The request
Could you rescale the records below? Rewrite every line, requests included, and multiply each bounding-box coordinate in the answers by 1.55, rounding to whole numbers with halves going up, while the requests stay unchanged.

[Begin Records for this task]

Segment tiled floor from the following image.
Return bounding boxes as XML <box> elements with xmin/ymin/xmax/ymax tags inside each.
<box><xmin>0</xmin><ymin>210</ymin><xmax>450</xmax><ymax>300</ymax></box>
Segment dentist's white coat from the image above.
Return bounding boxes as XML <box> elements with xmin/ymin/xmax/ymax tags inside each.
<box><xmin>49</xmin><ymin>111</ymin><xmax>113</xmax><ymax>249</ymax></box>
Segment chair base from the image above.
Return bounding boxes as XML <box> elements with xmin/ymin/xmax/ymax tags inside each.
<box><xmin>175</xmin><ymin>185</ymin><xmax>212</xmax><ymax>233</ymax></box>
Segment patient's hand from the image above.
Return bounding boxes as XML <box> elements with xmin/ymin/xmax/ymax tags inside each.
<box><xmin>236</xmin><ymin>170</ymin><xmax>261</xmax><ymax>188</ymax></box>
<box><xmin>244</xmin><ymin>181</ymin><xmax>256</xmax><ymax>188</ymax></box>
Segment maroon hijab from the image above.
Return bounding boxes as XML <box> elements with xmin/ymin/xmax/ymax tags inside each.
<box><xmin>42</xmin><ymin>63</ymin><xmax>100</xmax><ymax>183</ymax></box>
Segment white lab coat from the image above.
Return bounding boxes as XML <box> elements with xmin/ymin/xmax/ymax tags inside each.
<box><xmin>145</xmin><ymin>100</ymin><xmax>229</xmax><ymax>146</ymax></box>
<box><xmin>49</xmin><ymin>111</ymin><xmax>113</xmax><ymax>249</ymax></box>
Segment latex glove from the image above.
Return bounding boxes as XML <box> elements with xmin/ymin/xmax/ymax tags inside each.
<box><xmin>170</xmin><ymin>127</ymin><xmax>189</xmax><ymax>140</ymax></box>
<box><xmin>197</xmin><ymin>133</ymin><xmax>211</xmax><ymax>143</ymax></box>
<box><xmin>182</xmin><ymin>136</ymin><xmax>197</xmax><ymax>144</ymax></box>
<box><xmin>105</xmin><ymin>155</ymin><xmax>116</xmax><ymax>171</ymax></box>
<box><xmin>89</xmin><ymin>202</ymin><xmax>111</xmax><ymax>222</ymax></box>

[End Records for this task]

Correct output
Segment tiled floor from the following image.
Return bounding boxes as XML <box> elements with xmin/ymin/xmax/ymax tags inside each.
<box><xmin>0</xmin><ymin>326</ymin><xmax>698</xmax><ymax>465</ymax></box>
Segment dentist's white coat from the image above.
Return bounding boxes as XML <box> elements with xmin/ymin/xmax/ymax tags inside each.
<box><xmin>76</xmin><ymin>172</ymin><xmax>175</xmax><ymax>386</ymax></box>
Segment chair base from the image above.
Return bounding boxes as XML <box> elements with xmin/ymin/xmax/ymax tags inside each.
<box><xmin>271</xmin><ymin>287</ymin><xmax>329</xmax><ymax>361</ymax></box>
Segment patient's hand from the image above.
Return bounding boxes as XML <box> elements with xmin/ymin/xmax/ymax tags inside each.
<box><xmin>366</xmin><ymin>264</ymin><xmax>405</xmax><ymax>291</ymax></box>
<box><xmin>378</xmin><ymin>281</ymin><xmax>397</xmax><ymax>291</ymax></box>
Segment maroon hijab from the image above.
Return bounding boxes as XML <box> elements with xmin/ymin/xmax/ymax tags inside each.
<box><xmin>65</xmin><ymin>98</ymin><xmax>155</xmax><ymax>284</ymax></box>
Segment white lab coat from the image above.
Return bounding boxes as XML <box> elements with xmin/ymin/xmax/ymax tags inside each.
<box><xmin>225</xmin><ymin>155</ymin><xmax>355</xmax><ymax>226</ymax></box>
<box><xmin>76</xmin><ymin>172</ymin><xmax>175</xmax><ymax>386</ymax></box>
Segment latex glove from the image above.
Return bounding boxes as XML <box> elements with xmin/ymin/xmax/ymax tags inside each.
<box><xmin>264</xmin><ymin>197</ymin><xmax>293</xmax><ymax>217</ymax></box>
<box><xmin>305</xmin><ymin>206</ymin><xmax>327</xmax><ymax>222</ymax></box>
<box><xmin>282</xmin><ymin>211</ymin><xmax>305</xmax><ymax>223</ymax></box>
<box><xmin>163</xmin><ymin>240</ymin><xmax>180</xmax><ymax>265</ymax></box>
<box><xmin>138</xmin><ymin>313</ymin><xmax>172</xmax><ymax>344</ymax></box>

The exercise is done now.